Copy and run this code,I hope this will answer all your doubts

private static void wrapperClassDemo() {
    //checking wrapper class immutability using valueOf method
    //We can create wrapper class by using either "new" keyword or using a static method "valueOf()"
    //The below Example clarifies the immutability concept of wrapper class in detail
    //For better understanding just ciopy the below code to the editor and run
        
    Integer num1 =Integer.valueOf(34);  // i'm passing the 34 as the parameter to the valueOf method
    System.out.println("value assigned to num1 is : "+num1);
    System.out.println("Printing the hashcode assigned to store the \" num1 \"value in memory: "+System.identityHashCode(num1));
        
    Integer num2 =Integer.valueOf(34);
    System.out.println("value assigned to num2 is : "+num2);
    System.out.println("Printing the hashcode assigned to store the \" num2 \"value in memory: "+System.identityHashCode(num2));
        
    /*Now u can notice both the hashcode value of num1 and num2 are same. that is because once you created the num1 with the value 34 an object is 
     * created in the heap memory. And now You are passing the value  same as num1 to the num2 .Now JVM Checks the same value is present in the heap Mmeomry
     * If present the reference variable(in this example it is num2) will  be pointed to the same address where the object num1 is stored so u get the same hashcode         */
         
        
    num2++; // You can use num2 = 35 as both are same; 
    System.out.println("\nvalue assigned to num2 is : "+num2);
    System.out.println("Printing the hashcode of  \" num1 \": "+System.identityHashCode(num1) + "\nPrinting the hashcode of  \" num2 \": "+System.identityHashCode(num2));
    System.out.println("As now you can notice the hashcode has changed for num2 ,That is because now a new object is created for num2 and it is referencing the new object");
        
    //Again i'm incrementing num2
    System.out.println("\nBefore incremeting  the hashcode of  \" num2 \" is: "+System.identityHashCode(num2));
    num2++; // You can use num2 = 36 as both are same;
    System.out.println("After incremeting  the hashcode of  \" num2 \" is: "+System.identityHashCode(num2));
    //now the hashcode value of num2 is changed ,again new object is created for the updated value and num2 is referencing new object ,and old object will be garbage collected
        
    System.out.println("\n Thus the CONCLUSION is Wrapper objects are immutable ,They only create new object and refernce the new object ,They won't modify the present object ");
    System.out.println("This is applicable for Strings also");
0

Something to hold in mind is that there is now a cache for Integer values. It sometimes saves developers from the mistake of using == instead of .equals() when changing from int to Integer. Not always though. When you instantiate a new Integer, there will be a new instance created. So Integers are not only immutable, but also semi static.

▸ **LISTING**:

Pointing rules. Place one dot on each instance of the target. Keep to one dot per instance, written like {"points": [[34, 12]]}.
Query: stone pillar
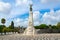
{"points": [[30, 29]]}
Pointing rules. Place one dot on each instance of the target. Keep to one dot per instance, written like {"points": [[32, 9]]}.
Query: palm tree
{"points": [[3, 21]]}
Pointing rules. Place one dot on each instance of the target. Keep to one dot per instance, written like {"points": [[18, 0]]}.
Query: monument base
{"points": [[29, 31]]}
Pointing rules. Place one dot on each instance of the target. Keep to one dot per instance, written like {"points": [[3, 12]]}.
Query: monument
{"points": [[30, 30]]}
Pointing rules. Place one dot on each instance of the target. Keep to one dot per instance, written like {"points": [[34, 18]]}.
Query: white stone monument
{"points": [[30, 30]]}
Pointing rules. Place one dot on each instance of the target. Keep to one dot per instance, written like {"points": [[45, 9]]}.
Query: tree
{"points": [[58, 25], [43, 26], [3, 26], [3, 21]]}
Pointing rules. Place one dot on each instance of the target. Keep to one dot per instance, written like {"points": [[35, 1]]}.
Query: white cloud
{"points": [[5, 7], [36, 17], [24, 22], [49, 1], [23, 2], [51, 17]]}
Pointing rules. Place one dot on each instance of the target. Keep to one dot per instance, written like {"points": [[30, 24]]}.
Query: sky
{"points": [[44, 12]]}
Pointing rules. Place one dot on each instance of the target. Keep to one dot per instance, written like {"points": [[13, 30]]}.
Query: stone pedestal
{"points": [[30, 29]]}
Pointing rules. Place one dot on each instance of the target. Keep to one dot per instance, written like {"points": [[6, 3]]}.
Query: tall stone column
{"points": [[30, 29]]}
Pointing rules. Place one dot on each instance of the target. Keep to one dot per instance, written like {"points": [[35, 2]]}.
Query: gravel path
{"points": [[35, 37]]}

▸ **EXERCISE**:
Answer these questions using the Java wrapper immutability text:
(a) Which value is passed to the valueOf method when num1 is created?
(b) Besides wrapper objects, which type does the code's printed conclusion say the same behavior applies to?
(c) According to the closing paragraph, which mistake can the cache for Integer values sometimes save developers from?
The listing above was taken from a different source than the text.

▸ **RESPONSE FOR THIS EXERCISE**:
(a) 34
(b) Strings
(c) Using == instead of .equals() when changing from int to Integer